▶ [Problem details]:
Continue the forum thread about stroke sanders below from the point where it stops, picking up after its last post.

▶ [Selected excerpt]:

# Stroke Sander



## Kevin

Does anyone have any extensive experience with them? I know their limitations and forte's and for my application it seems like a good fit, but I would really like to hear from anyone who has actually used one extensively.


----------



## Brink

I saw this somewhere.

http://woodbarter.com/threads/anyone-have-experience-with-a-stroke-sander.7535/

Reactions: Funny 7


----------



## TimR

That's just meanness...well played, but definitely meanness.

Reactions: Agree 1


----------



## Kevin

I don't see the humor. I'm still hoping to find a member that has experimce with one. I havn't given up. Is that funny?


----------



## Brink

Yeah guys this isn't funny. 

Once again @Kevin asks a legit question with no help. 

I got your back, young fella.

Reactions: +Karma 1


----------



## Kevin

Brink is that one that you use at work? Gimme the rundown man.


----------



## Brink

I,lifted that off the 'net.

Normally, I don't sand


----------



## woodtickgreg

That looks like a very cool shop made sander.

Reactions: Agree 1


----------



## Kevin

Brink said:


> Normally, I don't sand



"Brink" and "normal" should never be used in the same paragraph much less the same sentence.

Reactions: Funny 1


----------



## Brink

Brink was never in the sentence.

▶ [Provided records]:
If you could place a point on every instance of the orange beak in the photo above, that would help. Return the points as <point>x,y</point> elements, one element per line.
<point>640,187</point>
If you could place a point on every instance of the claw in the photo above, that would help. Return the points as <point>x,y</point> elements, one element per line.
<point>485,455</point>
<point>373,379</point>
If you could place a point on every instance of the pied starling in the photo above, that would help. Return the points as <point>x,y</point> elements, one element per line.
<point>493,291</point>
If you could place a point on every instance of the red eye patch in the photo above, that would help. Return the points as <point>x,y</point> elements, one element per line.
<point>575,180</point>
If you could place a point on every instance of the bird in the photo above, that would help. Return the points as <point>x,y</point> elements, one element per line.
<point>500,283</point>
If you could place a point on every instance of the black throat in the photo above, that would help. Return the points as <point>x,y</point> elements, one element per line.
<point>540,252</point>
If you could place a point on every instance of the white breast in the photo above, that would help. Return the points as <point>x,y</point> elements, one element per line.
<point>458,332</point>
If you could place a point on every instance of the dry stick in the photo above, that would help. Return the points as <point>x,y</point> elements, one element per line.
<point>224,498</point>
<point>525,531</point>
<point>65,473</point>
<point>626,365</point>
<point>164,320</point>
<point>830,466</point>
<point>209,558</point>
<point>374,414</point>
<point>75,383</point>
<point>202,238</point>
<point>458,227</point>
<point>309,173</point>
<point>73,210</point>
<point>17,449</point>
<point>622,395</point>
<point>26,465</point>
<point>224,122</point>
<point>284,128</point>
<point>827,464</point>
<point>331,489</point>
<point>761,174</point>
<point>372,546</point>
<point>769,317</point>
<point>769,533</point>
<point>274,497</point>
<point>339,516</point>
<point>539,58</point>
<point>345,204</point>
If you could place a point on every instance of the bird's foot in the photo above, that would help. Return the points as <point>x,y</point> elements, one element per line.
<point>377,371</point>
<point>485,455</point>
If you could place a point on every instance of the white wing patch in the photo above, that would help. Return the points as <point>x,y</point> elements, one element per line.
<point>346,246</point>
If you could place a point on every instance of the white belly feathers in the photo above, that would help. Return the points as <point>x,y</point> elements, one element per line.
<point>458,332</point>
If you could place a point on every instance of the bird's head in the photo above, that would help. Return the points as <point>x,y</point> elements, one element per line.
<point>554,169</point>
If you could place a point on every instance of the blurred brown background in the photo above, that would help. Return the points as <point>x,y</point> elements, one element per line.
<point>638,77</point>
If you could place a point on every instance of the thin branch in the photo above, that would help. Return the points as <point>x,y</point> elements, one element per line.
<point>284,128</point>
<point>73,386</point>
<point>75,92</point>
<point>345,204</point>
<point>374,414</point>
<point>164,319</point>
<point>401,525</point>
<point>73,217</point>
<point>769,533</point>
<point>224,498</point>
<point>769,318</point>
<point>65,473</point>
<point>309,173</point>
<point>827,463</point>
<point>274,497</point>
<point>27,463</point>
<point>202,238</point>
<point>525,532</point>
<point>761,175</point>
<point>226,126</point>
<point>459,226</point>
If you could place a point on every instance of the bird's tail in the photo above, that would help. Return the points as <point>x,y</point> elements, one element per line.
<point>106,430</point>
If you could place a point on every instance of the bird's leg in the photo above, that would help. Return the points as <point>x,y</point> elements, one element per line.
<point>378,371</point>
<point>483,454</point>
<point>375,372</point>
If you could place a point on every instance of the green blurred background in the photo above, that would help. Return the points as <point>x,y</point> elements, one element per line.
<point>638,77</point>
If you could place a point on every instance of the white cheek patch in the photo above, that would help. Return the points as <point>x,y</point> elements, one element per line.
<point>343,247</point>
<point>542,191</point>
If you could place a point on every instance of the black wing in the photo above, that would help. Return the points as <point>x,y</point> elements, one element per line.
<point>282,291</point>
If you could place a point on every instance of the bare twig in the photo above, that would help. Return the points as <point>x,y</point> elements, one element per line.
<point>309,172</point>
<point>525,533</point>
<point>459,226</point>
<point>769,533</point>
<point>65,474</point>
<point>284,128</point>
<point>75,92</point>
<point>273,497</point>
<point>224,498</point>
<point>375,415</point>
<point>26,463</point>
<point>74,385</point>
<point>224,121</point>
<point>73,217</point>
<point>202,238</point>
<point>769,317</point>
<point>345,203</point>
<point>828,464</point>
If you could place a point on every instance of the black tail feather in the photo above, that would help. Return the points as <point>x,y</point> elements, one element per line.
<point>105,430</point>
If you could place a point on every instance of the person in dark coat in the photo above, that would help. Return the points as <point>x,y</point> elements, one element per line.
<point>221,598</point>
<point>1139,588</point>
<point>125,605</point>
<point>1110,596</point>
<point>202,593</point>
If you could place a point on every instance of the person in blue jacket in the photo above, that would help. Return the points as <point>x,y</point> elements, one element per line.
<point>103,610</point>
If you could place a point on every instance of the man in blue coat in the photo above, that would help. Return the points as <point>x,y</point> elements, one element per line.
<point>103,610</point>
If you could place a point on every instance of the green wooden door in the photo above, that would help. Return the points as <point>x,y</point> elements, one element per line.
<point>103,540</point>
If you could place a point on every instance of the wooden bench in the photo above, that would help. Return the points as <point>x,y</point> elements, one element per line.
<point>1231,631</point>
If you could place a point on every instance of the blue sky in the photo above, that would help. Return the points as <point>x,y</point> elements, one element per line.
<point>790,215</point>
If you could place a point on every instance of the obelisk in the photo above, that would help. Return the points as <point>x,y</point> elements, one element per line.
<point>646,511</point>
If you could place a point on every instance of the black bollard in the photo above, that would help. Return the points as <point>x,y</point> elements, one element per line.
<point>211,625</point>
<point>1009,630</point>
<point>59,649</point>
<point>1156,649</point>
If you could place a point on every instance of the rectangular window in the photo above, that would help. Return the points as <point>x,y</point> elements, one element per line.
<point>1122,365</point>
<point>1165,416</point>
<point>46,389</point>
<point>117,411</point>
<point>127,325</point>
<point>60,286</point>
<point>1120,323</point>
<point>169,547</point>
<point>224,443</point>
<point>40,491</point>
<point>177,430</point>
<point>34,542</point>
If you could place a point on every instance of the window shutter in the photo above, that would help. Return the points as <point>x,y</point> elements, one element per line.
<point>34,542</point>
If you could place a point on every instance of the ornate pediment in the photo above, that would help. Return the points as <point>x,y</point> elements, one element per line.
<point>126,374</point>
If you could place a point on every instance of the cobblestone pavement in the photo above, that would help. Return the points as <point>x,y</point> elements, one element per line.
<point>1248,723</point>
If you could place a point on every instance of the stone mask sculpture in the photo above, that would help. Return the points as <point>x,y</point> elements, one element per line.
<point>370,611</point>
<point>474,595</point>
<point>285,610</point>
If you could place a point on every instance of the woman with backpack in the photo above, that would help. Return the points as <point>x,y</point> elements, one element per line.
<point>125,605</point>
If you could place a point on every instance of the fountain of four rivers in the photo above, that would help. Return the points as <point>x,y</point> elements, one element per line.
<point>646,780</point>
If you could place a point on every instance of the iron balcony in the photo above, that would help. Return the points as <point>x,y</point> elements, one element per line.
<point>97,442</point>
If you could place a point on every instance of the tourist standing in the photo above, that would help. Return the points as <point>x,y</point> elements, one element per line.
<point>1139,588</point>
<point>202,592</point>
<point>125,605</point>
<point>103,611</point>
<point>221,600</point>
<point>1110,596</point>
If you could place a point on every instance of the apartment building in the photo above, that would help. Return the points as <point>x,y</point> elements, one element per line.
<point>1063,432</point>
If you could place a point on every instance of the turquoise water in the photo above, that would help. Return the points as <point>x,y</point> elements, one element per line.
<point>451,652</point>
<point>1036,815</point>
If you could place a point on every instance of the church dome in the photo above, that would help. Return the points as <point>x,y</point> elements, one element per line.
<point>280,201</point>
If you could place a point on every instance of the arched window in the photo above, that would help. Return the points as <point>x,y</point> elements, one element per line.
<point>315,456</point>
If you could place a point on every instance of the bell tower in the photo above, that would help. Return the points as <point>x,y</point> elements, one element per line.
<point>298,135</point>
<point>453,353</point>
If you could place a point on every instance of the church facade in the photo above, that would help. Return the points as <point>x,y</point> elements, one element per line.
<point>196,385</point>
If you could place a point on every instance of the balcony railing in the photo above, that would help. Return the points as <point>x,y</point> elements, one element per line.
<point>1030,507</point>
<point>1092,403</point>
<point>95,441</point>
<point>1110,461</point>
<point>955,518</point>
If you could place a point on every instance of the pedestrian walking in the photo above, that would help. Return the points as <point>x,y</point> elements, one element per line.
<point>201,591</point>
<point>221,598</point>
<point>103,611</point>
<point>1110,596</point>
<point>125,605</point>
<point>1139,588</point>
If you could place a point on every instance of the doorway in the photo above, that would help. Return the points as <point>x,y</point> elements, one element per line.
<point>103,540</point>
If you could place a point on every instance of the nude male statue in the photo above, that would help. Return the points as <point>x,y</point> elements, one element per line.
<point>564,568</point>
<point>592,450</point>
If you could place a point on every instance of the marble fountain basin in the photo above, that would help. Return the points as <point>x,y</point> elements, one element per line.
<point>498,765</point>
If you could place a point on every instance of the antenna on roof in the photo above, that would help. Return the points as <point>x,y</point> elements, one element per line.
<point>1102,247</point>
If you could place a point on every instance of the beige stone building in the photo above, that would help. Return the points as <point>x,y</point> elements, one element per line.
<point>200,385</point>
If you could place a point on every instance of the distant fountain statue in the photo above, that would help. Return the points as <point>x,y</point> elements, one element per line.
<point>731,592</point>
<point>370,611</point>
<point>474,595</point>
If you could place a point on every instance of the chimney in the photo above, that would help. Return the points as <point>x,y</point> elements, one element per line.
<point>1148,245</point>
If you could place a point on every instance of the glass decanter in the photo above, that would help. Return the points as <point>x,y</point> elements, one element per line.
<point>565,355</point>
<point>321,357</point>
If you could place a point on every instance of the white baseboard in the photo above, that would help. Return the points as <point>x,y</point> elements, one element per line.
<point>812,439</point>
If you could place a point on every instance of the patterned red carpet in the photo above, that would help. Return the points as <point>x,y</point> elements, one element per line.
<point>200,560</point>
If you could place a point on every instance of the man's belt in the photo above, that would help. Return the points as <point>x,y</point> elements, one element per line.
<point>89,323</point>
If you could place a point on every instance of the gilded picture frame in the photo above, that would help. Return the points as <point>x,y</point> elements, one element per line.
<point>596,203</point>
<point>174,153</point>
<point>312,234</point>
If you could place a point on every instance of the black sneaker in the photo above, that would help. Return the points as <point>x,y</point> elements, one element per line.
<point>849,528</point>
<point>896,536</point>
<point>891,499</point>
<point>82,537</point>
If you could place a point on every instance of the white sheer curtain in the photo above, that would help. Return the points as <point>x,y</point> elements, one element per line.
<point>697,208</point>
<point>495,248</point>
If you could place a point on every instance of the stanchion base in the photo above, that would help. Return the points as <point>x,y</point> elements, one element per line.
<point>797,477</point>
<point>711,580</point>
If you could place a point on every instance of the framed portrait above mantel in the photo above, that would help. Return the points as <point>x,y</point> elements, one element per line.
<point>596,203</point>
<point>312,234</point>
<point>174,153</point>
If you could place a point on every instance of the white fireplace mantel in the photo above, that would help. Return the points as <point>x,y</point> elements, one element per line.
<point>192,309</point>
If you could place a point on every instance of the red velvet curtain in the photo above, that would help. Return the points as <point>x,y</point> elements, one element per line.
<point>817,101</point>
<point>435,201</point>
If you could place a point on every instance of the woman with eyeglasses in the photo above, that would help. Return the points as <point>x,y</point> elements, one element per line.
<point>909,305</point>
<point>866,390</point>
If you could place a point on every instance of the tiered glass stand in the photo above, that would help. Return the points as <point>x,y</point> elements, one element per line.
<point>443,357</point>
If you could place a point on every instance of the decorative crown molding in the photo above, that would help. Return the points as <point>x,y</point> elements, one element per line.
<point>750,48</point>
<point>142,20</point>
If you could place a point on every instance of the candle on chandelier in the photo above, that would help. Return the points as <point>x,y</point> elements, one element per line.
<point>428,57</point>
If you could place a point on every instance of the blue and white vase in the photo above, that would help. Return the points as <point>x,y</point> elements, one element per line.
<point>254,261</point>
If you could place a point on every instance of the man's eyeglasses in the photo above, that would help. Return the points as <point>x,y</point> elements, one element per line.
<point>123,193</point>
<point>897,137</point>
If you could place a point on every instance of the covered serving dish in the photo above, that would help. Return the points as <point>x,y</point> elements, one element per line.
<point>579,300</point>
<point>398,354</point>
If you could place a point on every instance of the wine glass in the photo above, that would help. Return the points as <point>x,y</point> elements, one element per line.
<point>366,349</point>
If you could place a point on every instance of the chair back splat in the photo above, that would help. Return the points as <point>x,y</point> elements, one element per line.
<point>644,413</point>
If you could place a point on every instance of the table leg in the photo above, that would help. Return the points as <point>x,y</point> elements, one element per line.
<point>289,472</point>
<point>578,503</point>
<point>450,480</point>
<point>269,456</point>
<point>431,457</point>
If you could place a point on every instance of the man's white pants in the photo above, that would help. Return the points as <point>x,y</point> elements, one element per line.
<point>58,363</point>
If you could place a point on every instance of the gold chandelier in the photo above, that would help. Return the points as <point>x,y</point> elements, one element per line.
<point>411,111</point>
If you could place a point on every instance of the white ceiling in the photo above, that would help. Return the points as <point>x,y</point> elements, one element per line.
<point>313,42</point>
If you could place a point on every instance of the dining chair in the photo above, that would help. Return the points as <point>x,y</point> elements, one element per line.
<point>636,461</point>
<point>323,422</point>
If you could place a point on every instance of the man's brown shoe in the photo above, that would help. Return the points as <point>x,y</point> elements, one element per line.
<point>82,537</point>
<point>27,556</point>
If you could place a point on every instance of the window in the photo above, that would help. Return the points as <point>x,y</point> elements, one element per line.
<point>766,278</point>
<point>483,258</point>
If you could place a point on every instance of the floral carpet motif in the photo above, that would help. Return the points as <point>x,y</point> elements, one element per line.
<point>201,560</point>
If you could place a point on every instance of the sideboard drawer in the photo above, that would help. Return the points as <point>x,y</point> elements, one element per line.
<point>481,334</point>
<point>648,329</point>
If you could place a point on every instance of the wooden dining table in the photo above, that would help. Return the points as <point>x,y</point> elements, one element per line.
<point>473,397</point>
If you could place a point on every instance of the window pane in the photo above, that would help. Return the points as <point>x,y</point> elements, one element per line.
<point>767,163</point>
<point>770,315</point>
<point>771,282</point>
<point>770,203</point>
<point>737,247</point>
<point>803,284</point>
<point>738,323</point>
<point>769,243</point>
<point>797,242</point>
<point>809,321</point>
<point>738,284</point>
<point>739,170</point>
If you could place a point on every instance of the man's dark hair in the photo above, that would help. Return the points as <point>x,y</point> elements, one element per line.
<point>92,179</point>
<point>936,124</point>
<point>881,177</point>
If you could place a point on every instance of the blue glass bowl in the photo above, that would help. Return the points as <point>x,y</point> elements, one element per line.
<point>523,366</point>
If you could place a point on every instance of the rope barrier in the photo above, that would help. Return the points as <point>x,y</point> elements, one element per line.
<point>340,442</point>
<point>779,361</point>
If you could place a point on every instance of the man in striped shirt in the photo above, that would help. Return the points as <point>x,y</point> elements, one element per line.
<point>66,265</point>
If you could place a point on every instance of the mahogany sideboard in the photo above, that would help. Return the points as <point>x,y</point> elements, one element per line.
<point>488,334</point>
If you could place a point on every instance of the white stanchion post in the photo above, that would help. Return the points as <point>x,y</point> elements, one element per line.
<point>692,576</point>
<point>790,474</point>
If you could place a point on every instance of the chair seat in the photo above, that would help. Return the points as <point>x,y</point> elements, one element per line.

▶ [Answer to this task]:
Reactions: Like 1


----------



## DKMD

Brink said:


> Brink was never in the sentence.



We need a touché button...

Reactions: Agree 2 | Informative 1


----------



## barry richardson

Have you given up on the wide belt sander pursuit Kevin? I've never used a stroke sander, they look pretty cool though, especially if you're sanding curves. I saw somewhere where a guy made one out of a treadmill, brilliant. But as far as sanding a board, as pictured, a wide belt sander will beat that all to hell and have about the same footprint, although more $$ I imagine...

Reactions: Agree 1


----------



## sprucegum

I have a shop built one and use it all the time. I will post some pictures sometime today. I had really never considered one until I bought a pallet of stuff at a auction a few years ago. The pallet had a couple of decent wood vices on it that I was after and a bunch of other stuff. Among the other stuff was a old stroke sander drive pulley so after a little research I put one together . It will sand pieces up to 5' long and I would guess I could do around 4' wide. If I ever have a bigger shop I will stretch it out to 8 or 10 feet long. Although I have not tried it I have read that it is pretty simple to make a platen for sanding difficult profiles like crown molding. It is really great for things like table tops and drawer fronts. Belts can be bought in any length that you need, I order mine from industrial abrasives, they are relatively inexpensive and last a long time. They make a butt load of dust really fast so dust collection of some sort is a must, the one in the picture that the monkey posted appears to be lacking in that respect.

Reactions: Like 1 | Thank You! 1


----------



## Kevin

Brink said:


> Brink was never in the sentence.



So when "Brink" referred to himself as "I" he was not referring to Brink?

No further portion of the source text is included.